§ **ESTRATTO DELLA FONTE**
Martedì, 04 Marzo 2025
$ £

Interessante anche la seconda compagnia del Trittico pucciniano a Trieste

Recensione di ‘Il Tabarro’, ‘Suor Angelica’, ‘Gianni Schicchi’ di Puccini in scena al Verdi di Trieste  

 

Il successo ha arriso ad entrambe le compagnie del Trittico pucciano a Trieste, ma certamente i due cambi, perché di così poco si trattava, hanno offerto visioni diverse ed equilibri vocali differenti nelle due opzioni.

Lo spettacolo, in coproduzione con il Teatro Comunale di Bologna, si conferma di grandissima potenza narrativa. L’idea registica di Pier Francesco Maestrini è realmente coinvolgente, ad ogni visione più ricca di spunti e riferimenti.

Sicuramente rende meglio con in scena personalità magnetiche forti, ma in ogni caso non ha cedimenti, tempi morti, incertezze e, superata la sorpresa, l’osservatore può farsi incantare dall’attenzione dimostrata per ogni particolare dal team di collaboratori preziosi di Maestrini: lo scenografo Nicolas Boni, la costumista Stefania Scaraggi ed il determinante Light designer Daniele Naldi.

Il Maestro Francesco Ivan Ciampa si conferma bacchetta attenta alle voci. Qualche piccolo scivolo dell’orchestra della Fondazione Teatro Lirico Giuseppe Verdi, non ha danneggiato una prova positiva su tutti e tre gli atti e particolarmente brillante nell’ultimo, così irto di difficoltà .

 Suggestivi gli interventi del Coro, guidato con competenza da Paolo Longo.

§ **RIGHE DEL DATASET**
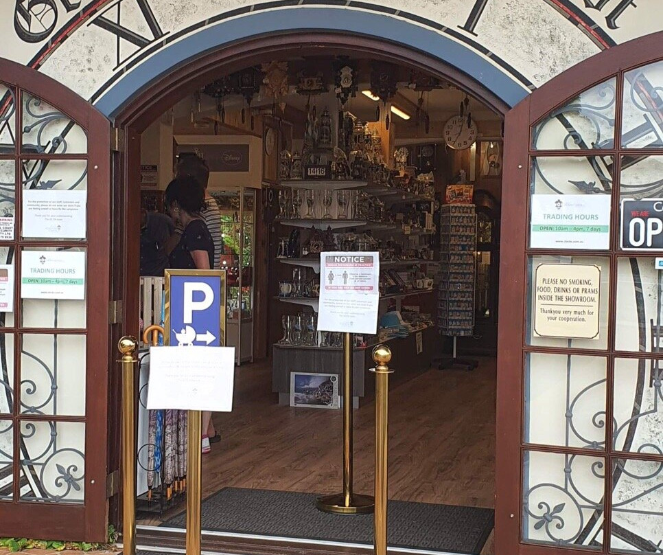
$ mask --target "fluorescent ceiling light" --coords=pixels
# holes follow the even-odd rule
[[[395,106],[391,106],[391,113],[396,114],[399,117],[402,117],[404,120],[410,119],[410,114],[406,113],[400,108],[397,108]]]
--
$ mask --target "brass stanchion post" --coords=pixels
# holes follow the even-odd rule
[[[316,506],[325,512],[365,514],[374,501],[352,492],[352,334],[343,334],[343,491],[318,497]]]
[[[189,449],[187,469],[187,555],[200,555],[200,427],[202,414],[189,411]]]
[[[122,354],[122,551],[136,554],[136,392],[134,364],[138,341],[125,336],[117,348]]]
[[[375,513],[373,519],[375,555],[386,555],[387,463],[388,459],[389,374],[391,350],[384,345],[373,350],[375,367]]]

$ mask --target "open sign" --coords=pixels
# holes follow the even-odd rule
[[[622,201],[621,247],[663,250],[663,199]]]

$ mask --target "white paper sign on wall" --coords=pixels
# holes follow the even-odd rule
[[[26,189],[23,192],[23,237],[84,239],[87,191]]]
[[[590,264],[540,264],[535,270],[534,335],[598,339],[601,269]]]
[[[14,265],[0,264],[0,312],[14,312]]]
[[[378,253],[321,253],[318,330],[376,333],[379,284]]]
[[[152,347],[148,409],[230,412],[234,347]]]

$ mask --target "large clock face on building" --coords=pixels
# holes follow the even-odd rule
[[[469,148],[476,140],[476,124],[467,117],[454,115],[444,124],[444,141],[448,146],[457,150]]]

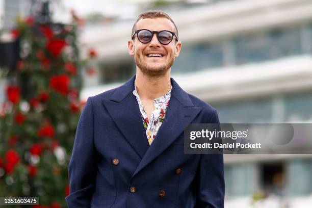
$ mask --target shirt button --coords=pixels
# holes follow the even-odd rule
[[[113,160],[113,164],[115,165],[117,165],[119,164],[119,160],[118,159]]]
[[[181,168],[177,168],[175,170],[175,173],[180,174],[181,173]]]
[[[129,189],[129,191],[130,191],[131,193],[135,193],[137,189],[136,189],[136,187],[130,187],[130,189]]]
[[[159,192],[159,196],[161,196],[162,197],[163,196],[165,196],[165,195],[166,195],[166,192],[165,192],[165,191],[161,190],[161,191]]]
---
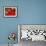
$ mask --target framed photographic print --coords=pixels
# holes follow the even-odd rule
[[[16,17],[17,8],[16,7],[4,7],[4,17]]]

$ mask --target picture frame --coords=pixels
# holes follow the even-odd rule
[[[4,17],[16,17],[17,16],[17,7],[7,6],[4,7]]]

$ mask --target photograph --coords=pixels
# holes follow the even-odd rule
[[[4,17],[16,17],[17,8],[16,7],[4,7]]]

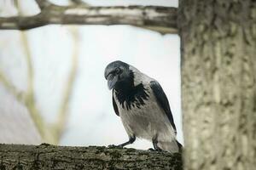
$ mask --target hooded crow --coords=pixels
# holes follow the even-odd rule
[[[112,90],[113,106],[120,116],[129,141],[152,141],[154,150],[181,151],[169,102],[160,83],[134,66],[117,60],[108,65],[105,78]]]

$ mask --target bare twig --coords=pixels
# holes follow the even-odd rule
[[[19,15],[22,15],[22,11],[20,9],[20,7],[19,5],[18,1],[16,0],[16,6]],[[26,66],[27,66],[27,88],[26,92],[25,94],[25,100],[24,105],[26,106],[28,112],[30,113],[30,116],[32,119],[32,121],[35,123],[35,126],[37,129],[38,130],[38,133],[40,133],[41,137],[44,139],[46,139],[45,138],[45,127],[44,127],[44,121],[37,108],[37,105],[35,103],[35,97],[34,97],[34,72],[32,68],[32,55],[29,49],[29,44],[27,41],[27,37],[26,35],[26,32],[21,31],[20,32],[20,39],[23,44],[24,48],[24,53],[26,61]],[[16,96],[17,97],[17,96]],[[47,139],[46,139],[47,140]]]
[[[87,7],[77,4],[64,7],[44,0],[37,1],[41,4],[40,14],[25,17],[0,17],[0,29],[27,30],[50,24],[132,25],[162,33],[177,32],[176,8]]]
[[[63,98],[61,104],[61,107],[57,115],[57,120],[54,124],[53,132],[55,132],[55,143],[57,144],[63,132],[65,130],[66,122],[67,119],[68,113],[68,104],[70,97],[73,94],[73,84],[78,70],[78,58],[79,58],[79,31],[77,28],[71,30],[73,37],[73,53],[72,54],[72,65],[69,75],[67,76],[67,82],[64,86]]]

§ **CONSEGNE**
a: Indica i collaboratori di Maestrini citati nella recensione del Trittico pucciniano, specificando il ruolo di ciascuno.
b: Secondo la recensione del Trittico pucciniano, con quale teatro è coprodotto lo spettacolo?
c: Prosegui la recensione del Trittico pucciniano a partire dall'ultima frase riportata.

§ **RISPOSTE**
a: Nicolas Boni, scenografo; Stefania Scaraggi, costumista; Daniele Naldi, light designer.

b: Con il Teatro Comunale di Bologna.

c:
Vedendo alle voci, è necessario riesaminare gli interi cast, perché i cambi hanno prodotto situazioni vocali e narrative differenti.

‘Il Tabarro’ vedeva l’entrata in campo sia del Michele di Giuseppe Altomare che della Giorgetta di Marta Torbidoni. 

Altomare cesella un uomo sofferente, provato. Se Burdenko dava corpo ad  un personaggio forte, probabilmente violento, una specie di marito/ padrone, dalla vocalità ricca e decisa, con acuti potentissimi e movimenti imperiosi, nella seconda compagnia troviamo un barcaiolo  che la vita ha sfilato, che uccide alla fine non perché è stato tradito dalla moglie, ma perché si sente imbrogliato dalla vita, pensa che sia ora di alzare la testa dopo essersi piegato a tante ingiustizie, a tanti soprusi. Non abbiamo idea se sia una delle tantissime citazioni del regista od un caso, ma certo cogliere l’affinità fra la figura di Michele e gli autoritratti di Van Gogh toglie il fiato: entrambi reagiscono male alla propria vita, dopo che son stati strappati dal  mondo dei loro affetti, proprio come girasoli messi in un vaso.

Di grande valore la Giorgetta di Marta Torbidoni, che dimostra una grande sicurezza nel registro superiore, giustamente tagliente, ma riesce a trovare anche quella dimensione più sensuale e malinconica che, secondo noi,  era sfuggita alla signora Maslova.

Amplissima la tavolozza dei colori, sicuri gli acuti, notevoli i fiati, regala una donna che ancora non sembra essersi arresa, che spera, che crede nell’amore.

Questa caratterizzazione permette a Mikheil Sheshaberidze di dare ancora più credibilità al suo Luigi.

In effetti nella recita cui abbiamo assistito il tenore, in continua crescita ,  è ulteriormente emerso per bellezza dello strumento vocale, per potenza  e per capacità di controllo degli acuti.

Le note alte arrivavano nitide, con un suono puro, limpido, ma anche forti come sciabolate. La componente sensuale finalmente ha preso forma: Giorgetta fugge da un uomo segnato dalla sofferenza per cercare la sicurezza di un abbraccio virile baldanzoso, irruente, senza paura.

Sheshaberidze ha affrontato le tante difficoltà del ruolo con sicurezza  e grande padronanza scenica e ci ha regalato alcuni dei momenti più intensi della serata.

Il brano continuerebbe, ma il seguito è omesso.